> Article:

Bombay H.C : Whether, on the facts and in the circumstances of the case, the payment made by the assessee to M/s Sulzer Freres of Switzerland in pursuance of an agreement dt. 1st Oct., 1958, between them was expenditure capital in nature and not revenue expenditure ?

High Court Of Bombay

CIT vs. Kirloskar Bros. Ltd.

Sections 37, 37(1), 80E, 80-I

Asst. Year1966-67, 1967-68, 1968-69, 1969-70

S.P. Bharucha & T.D. Sugla, JJ.

IT Ref. No. 512 of 1976

26th September, 1989

Counsel Appeared

Dr. V. Balasubramanian, J.P. Devadhar & K.C. Sidhwa, for the Revenue : S.M. Inamdar, for the Assessee

S.P. BHARUCHA, J.:

The reference raises, at the instance of the Revenue, four questions which read thus:

“(1) Whether, on the facts and in the circumstances of the case, the payment made by the assessee to M/s Sulzer Freres of Switzerland in pursuance of an agreement dt. 1st Oct., 1958, between them was expenditure capital in nature and not revenue expenditure ?

(2) Whether, on the facts and in the circumstances of the case, the payment made by the assessee to M/s Bullard and Co. of U. S. A. in pursuance of an agreement dt. 30th Jan., 1960, between them was expenditure capital in nature and not revenue expenditure ?

(3) Whether, on the facts and in the circumstances of the case, the Tribunal was right in holding that sugarcane crushers are agricultural implements within the meaning of item No. 9, Schedule V, and that profits arising from the manufacture of sugarcane crushers would be entitled to relief under s. 80E of the IT Act, 1961 ?

(4) Whether, on the facts and in the circumstances of the case, the Tribunal was right in holding that sugarcane crushers are agricultural implements within the meaning of item No. 9, Schedule Vl, and that profits arising from the manufacture of sugarcane crushers would be entitled to relief under s. 80-I of the IT Act ?”

2. It is common ground that the first two questions must be answered, having regard to this Court’s judgment in the assessee’s own case in CIT vs. Kirloskar Bros. Ltd. (1983) 37 CTR (Bom) 12 : (1990) 181 ITR 527 (Bom) (Appendix) (infra) thus: The payments made by the assessee to M/s Sulzer Freres of Switzerland and M/s Bullard and Co. of U. S. A. were revenue expenditure. These two questions are so answered.

3. The answers to be given to the third and fourth questions are disputed. The assessee grows sugarcane. It converts some of the sugarcane into jaggery. For this purpose, sugar juice has to be extracted from the sugarcane. This is done by the use of sugarcane crushers. It is the contention of the assessee that sugarcane crushers are agricultural implements and are entitled to relief as such under s. 80E read with item No. 9 of the Fifth Schedule to the IT Act, 1961, for the asst. yrs. 1966-67 and 1967-68 and to the same relief under s. 80-I read with item No. 9 of the Sixth Schedule for the asst. yrs. 1968-69 and 1969-70. The ITO rejected, but the AAC and the Tribunal upheld, the assessee’s contention in this behalf.

> Stated problem:
Carry on the Bombay High Court judgment in CIT vs. Kirloskar Bros. Ltd. from the point where it stops, before the records below.

> Provided data:

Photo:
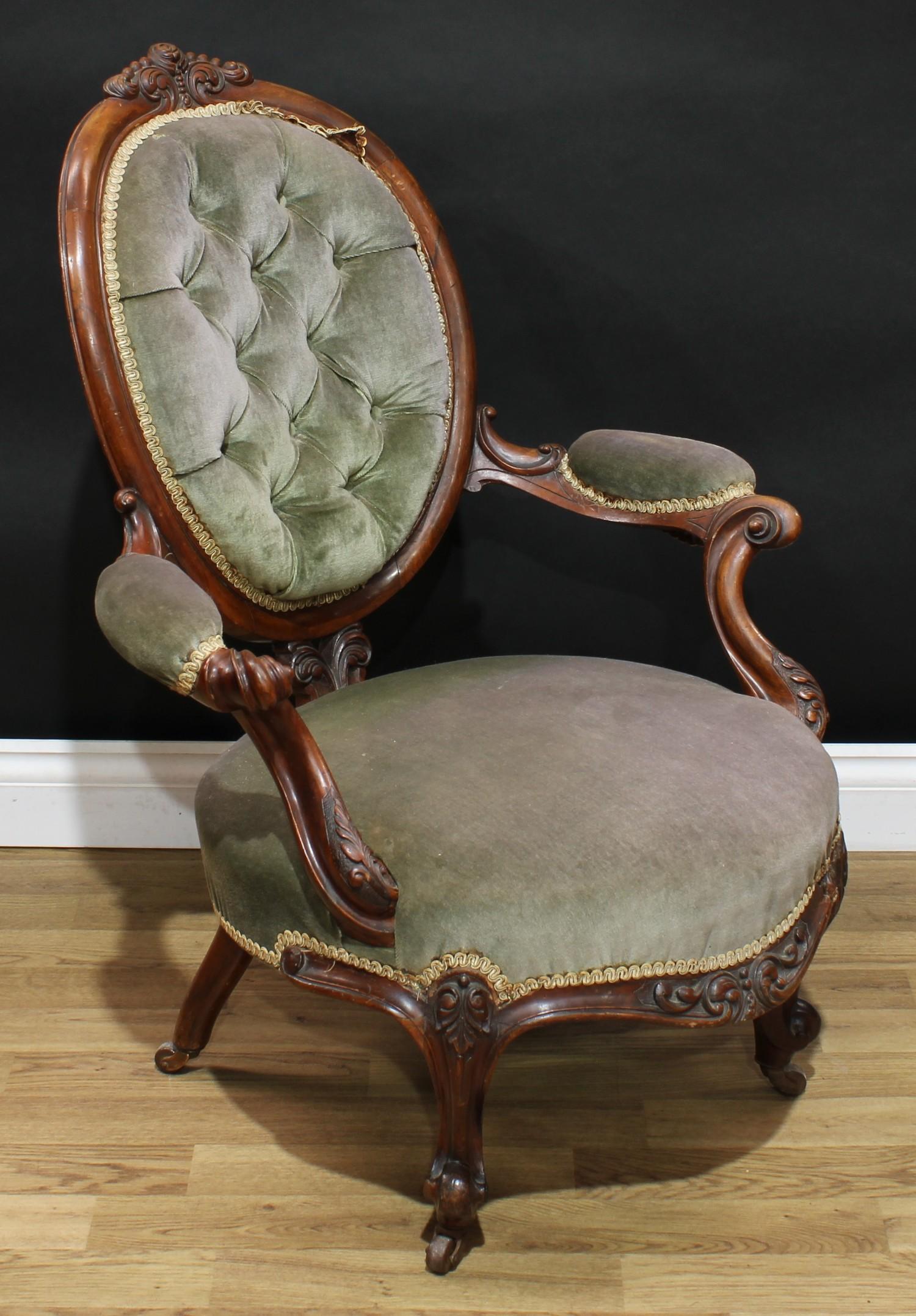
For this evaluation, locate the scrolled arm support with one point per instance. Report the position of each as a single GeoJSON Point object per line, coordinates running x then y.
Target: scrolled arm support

==

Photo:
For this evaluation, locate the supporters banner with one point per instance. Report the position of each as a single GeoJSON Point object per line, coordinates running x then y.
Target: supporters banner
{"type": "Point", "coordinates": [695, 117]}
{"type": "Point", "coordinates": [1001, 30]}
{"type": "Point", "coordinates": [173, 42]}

==

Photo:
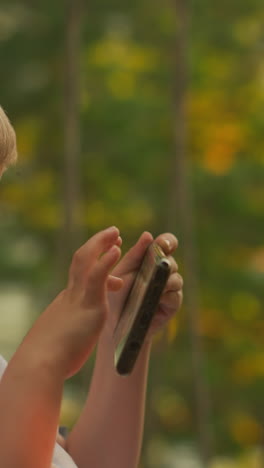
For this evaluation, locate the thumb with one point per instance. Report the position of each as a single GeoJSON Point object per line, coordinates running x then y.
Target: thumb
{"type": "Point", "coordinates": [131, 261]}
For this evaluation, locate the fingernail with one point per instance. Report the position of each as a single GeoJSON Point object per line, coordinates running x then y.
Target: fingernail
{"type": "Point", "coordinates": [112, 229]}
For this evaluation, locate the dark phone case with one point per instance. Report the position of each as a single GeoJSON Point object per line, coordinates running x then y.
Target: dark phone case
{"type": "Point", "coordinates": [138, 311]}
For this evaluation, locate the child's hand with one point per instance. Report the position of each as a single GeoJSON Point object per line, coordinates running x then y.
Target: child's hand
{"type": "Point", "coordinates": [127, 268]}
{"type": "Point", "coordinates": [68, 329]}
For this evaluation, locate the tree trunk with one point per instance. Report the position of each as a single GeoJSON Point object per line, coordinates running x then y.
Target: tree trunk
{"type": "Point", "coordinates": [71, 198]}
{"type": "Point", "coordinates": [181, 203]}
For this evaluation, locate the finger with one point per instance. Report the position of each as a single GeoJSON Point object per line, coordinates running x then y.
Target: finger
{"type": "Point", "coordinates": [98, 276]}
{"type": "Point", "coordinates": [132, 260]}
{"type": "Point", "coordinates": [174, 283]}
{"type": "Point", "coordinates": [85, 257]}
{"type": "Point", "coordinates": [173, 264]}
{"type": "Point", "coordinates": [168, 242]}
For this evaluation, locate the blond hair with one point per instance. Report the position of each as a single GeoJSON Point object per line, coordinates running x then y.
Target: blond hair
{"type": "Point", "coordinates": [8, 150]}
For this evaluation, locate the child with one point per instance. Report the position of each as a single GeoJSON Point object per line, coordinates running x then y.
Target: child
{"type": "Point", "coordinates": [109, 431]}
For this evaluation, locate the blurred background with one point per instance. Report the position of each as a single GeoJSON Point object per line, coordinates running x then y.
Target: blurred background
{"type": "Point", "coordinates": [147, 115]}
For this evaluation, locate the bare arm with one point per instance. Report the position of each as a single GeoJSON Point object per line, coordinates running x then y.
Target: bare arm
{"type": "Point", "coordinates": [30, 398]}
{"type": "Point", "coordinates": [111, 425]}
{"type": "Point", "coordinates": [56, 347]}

> Result of this exercise:
4. As this is basically a question of fact, we reproduce the Tribunal’s findings: “There is no dispute that sugarcane crushers manufactured by the assessee are sold to agriculturists for the purpose of conversion of the sugarcane into sugar juice, being the first step in the process of conversion of sugarcane into jaggery. The question at issue is, therefore, whether the process of conversion of the sugarcane into jaggery employed by the agriculturists or sugarcane growers is a part of the agricultural process employed by the agriculturists to enable them to make their produce marketable. This will depend upon whether or not an agriculturist is in a position to sell the sugarcane produced by him in that form itself without its conversion into jaggery. There can be no doubt that the only market for the sugarcane to be sold in that form would be the sugar factories. If, in spite of there being demand by the sugar factories and in spite of there being facilities to sell the sugarcane to those factories in respect of the entire production of sugarcane under cultivation, it could be established that the agriculturists prefer to convert the sugarcane into jaggery, it may be a reasonable proof to hold that the agriculturists desire to convert the sugarcane into jaggery not because there is no market for the sugarcane, but with a motive to make higher profits. No such material, however, has been brought on record by the Department.”

The Tribunal based its conclusion upon this Court’s judgment in CIT vs. H.G. Date (1971) 82 ITR 71 (Bom), and the Supreme Court’s judgment in Dy. Commr. of Agrl. IT & ST vs. Travancorc Rubber & Tea Co. (1967) 20 STC 520, and held that the Revenue’s contention that sugarcane crushers were used not for the purpose of agricultural operations but for the purpose of commercial operations was not a sound contention. The conversion of sugarcane into jaggery was a process essential to make sugarcane marketable and to preserve the agricultural produce grown by an agriculturist from deterioration.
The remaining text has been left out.